[Source data]
start
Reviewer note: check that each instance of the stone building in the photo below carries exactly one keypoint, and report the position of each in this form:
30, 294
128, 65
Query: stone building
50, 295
end
Short task: Copy every line of each item above word for word, keeping the original order.

Result of this exercise:
Reviewer note: check that each instance of the stone building in the photo below carries exactly one keypoint, and report the position of each in this form:
30, 294
128, 65
Query: stone building
50, 295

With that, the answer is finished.